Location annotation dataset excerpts
# # #

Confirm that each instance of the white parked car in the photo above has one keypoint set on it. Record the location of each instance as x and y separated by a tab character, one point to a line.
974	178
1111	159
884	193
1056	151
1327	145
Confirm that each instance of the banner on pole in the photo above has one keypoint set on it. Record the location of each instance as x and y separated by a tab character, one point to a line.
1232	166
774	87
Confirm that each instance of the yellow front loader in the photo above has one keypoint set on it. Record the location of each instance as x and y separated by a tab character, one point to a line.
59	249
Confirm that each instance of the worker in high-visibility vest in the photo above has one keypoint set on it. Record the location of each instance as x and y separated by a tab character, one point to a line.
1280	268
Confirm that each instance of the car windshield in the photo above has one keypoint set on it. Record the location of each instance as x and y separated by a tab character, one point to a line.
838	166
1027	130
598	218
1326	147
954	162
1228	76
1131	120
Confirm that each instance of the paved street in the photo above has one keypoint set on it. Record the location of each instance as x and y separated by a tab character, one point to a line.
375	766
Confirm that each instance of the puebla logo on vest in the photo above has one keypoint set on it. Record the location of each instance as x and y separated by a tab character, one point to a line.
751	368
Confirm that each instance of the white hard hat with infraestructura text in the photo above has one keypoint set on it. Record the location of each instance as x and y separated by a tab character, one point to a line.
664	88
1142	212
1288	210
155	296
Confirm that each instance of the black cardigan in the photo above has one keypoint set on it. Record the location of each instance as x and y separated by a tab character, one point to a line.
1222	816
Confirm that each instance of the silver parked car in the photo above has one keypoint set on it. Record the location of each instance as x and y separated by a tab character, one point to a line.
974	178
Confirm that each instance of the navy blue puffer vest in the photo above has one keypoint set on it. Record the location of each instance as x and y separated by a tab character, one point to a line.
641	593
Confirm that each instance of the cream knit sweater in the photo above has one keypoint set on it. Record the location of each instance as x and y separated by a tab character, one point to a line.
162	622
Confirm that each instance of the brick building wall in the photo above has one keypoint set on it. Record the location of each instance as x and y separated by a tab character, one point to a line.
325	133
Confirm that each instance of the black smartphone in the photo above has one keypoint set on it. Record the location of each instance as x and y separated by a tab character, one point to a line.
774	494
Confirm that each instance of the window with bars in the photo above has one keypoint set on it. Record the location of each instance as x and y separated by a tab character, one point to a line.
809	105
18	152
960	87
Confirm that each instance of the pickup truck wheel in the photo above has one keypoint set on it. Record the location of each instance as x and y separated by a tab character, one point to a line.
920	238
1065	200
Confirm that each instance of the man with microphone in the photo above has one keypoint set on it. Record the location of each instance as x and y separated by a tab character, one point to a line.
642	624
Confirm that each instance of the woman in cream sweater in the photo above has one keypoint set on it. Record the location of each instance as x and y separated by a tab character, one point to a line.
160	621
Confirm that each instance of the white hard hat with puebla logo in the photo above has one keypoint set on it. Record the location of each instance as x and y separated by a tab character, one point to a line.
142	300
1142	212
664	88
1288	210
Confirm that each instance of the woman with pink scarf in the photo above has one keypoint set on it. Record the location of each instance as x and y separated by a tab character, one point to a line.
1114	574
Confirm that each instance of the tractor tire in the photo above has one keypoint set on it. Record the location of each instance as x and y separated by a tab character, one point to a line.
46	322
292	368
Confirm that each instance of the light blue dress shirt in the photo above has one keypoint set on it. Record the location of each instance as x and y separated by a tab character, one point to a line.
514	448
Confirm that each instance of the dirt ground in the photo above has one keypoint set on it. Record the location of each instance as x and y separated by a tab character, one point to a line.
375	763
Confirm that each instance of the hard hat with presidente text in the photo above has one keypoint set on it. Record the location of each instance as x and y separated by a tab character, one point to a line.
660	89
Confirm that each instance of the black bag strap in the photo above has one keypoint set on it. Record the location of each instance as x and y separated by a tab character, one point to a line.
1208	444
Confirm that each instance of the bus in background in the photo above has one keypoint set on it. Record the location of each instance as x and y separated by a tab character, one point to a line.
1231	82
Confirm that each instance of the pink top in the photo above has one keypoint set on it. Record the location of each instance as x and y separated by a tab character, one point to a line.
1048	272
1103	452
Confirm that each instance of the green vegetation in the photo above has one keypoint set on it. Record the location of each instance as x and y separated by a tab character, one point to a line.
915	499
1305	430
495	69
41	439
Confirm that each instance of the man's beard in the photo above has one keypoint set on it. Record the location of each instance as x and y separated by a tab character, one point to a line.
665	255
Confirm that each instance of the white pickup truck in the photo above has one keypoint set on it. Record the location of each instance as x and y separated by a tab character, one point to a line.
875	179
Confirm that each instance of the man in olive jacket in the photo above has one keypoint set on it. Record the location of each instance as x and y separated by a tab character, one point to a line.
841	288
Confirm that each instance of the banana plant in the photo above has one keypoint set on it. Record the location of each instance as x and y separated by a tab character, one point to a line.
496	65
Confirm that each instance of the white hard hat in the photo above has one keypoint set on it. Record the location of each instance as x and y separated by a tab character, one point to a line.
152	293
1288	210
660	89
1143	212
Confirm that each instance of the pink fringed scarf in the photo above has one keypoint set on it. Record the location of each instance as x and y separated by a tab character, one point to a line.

# # #

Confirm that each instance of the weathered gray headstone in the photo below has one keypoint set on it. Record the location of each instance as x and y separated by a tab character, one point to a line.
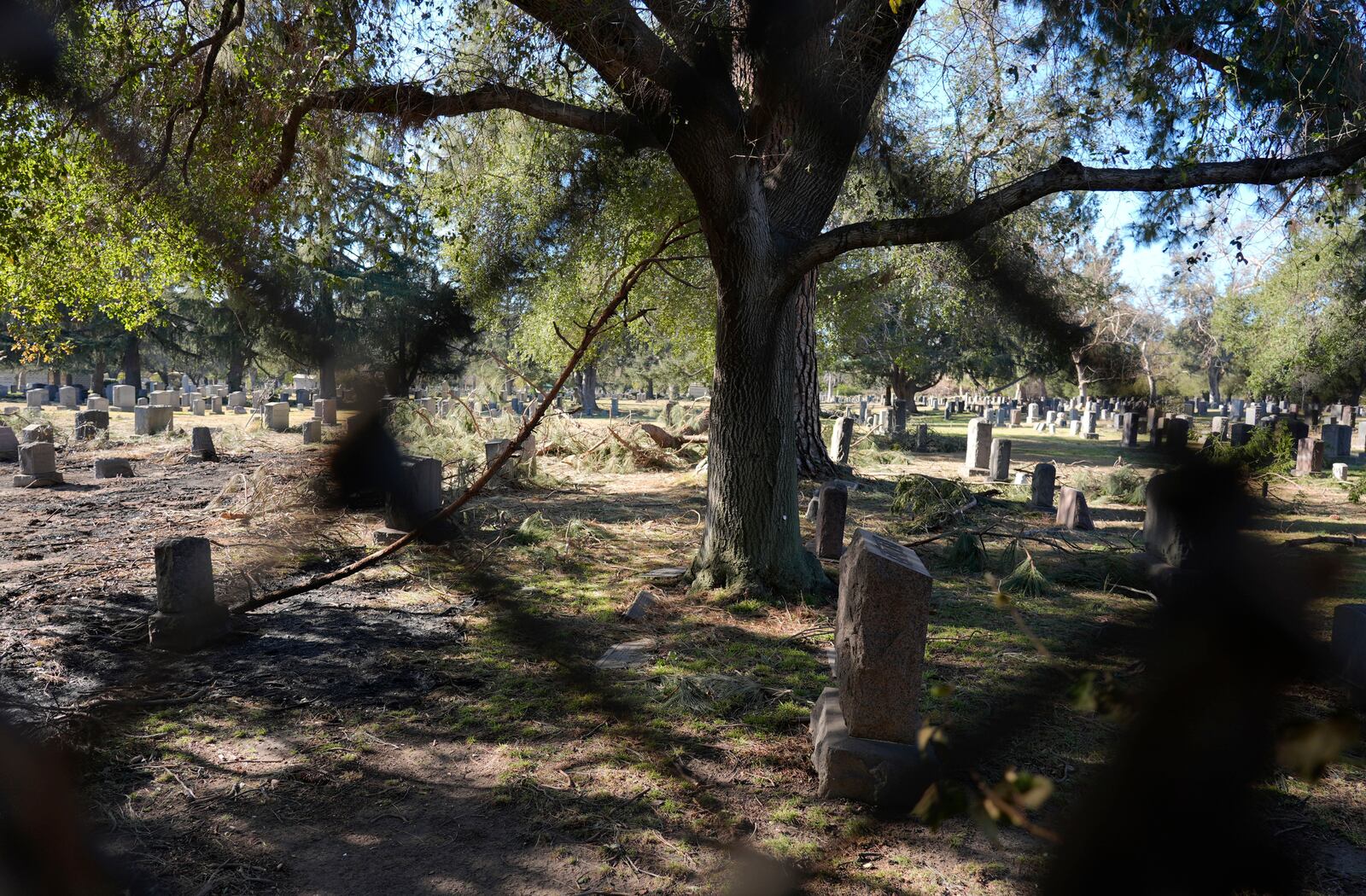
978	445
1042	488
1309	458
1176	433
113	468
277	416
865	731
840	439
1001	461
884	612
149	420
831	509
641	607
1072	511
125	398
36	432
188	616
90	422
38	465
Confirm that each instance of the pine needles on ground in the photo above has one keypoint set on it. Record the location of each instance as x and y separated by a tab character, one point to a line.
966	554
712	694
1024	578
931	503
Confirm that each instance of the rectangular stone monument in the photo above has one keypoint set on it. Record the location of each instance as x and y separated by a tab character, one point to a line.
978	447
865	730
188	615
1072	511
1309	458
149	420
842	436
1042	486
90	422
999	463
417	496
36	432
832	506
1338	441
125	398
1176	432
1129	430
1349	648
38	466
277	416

# # #

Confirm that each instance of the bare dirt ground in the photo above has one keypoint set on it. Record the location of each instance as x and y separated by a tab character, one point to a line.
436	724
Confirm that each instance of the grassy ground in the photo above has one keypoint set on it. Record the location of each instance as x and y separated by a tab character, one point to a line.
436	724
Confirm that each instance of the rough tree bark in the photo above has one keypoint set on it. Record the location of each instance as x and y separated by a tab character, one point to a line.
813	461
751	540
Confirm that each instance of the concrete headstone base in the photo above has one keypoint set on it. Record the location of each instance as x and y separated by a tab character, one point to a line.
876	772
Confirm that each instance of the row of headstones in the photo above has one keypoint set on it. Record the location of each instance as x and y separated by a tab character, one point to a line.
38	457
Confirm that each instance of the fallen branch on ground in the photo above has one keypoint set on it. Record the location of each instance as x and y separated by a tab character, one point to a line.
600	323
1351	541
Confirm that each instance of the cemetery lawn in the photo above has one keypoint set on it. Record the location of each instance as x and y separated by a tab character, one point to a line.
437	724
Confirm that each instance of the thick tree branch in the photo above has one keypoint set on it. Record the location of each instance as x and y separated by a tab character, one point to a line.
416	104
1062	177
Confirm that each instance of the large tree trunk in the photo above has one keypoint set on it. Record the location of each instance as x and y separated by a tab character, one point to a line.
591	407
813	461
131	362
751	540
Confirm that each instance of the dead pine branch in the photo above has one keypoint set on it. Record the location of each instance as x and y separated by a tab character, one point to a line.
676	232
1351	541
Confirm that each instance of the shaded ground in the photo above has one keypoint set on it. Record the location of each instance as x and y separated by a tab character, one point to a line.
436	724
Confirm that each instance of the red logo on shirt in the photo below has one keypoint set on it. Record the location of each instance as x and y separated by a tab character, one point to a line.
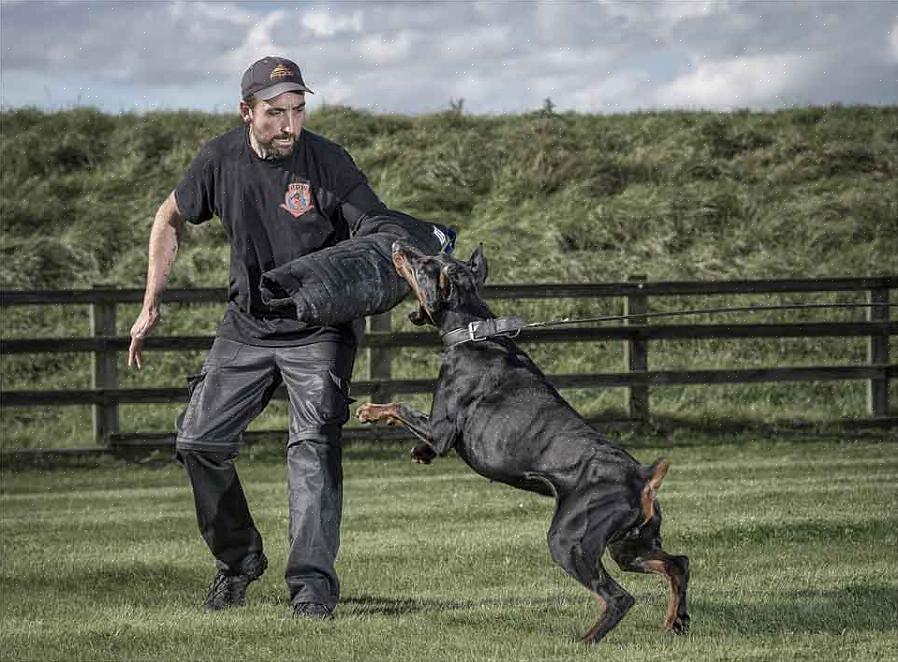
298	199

# # #

TASK DIRECTIONS
Show every line of the records above that contains the word "shirt", copying each one in full.

SOLUTION FOR THIS EXERCISE
Confirm that each instance of the light blue dress shirt in the photo above has one keypoint set on it. Record the location of each instance as x and y separated by a tab character, one point to a line.
Confirm that each instance of the red logo on shirt in the photo below has one keypoint set on it. Record the location of each instance as x and y separated by a tab character, one point to a line.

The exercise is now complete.